● WORK ITEM:
Copy out all of the entries below without any change.

━━━━━ RECORDED DATA ━━━━━

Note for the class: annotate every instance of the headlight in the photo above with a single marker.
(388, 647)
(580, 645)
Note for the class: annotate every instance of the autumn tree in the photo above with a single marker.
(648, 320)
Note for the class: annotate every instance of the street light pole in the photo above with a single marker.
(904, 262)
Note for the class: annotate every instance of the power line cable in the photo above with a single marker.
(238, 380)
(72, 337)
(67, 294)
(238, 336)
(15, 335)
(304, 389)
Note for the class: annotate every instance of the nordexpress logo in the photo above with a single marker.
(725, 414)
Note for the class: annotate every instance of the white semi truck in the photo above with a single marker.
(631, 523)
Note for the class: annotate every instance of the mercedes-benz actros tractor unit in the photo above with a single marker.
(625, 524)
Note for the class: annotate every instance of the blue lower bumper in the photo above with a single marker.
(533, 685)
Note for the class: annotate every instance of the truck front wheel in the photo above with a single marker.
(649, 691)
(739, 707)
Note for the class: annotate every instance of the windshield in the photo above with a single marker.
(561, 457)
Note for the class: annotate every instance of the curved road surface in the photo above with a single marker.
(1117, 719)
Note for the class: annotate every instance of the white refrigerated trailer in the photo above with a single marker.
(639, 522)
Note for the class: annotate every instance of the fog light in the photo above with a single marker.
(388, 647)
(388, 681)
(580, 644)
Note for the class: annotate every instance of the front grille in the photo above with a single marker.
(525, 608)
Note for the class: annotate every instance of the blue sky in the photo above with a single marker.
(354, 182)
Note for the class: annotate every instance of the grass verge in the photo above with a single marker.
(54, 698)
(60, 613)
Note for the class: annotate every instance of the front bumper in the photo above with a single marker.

━━━━━

● OUTPUT OF THE TASK:
Note for the class: annotate every instance of the headlight in the photo above with a single marker.
(388, 647)
(580, 645)
Note for the class: annotate every instance of the autumn tree in the photo above with a single marker.
(648, 320)
Note for the class: annotate every instance of the street light pole in the photo above with a single marker.
(904, 262)
Note for the class: annotate every instance of the power line cable in the photo above with a single marker.
(238, 380)
(72, 337)
(67, 294)
(238, 336)
(15, 335)
(304, 389)
Note for the class: annotate every instance of the nordexpress logo in the photo above with a single marker.
(725, 414)
Note for the class: annotate every instance of the white semi truck in the photo above with a single marker.
(631, 523)
Note for the class: annotate every instance of the mercedes-benz actros tractor unit in the photo above with a single marker.
(625, 524)
Note for the class: annotate every instance of the blue lower bumper in the photo above with a single marker.
(533, 685)
Note for the class: annotate every instance of the truck front wheel in the photo above with a single marker.
(649, 691)
(739, 707)
Note for the class: annotate every instance of the windshield in the photo above with a single marker.
(561, 457)
Note for the class: annotate every instance of the curved road surface in the photo above with a single marker.
(1117, 719)
Note for the class: annotate every instance of the white refrigerated trailer in the photo above with a single marker.
(639, 522)
Note for the class: annotate every instance of the fog light in the photo above with a single marker.
(388, 647)
(388, 681)
(580, 644)
Note for the class: annotate every instance of the front grille in the photo above with a single marker.
(525, 608)
Note for the class: annotate every instance of the blue sky in the photo above with a single marker.
(354, 182)
Note for the class: annotate every instance of the grass verge in the photo above with a single marker.
(54, 698)
(60, 613)
Note for the class: annotate every instance of the front bumper in the photo above with a single marker.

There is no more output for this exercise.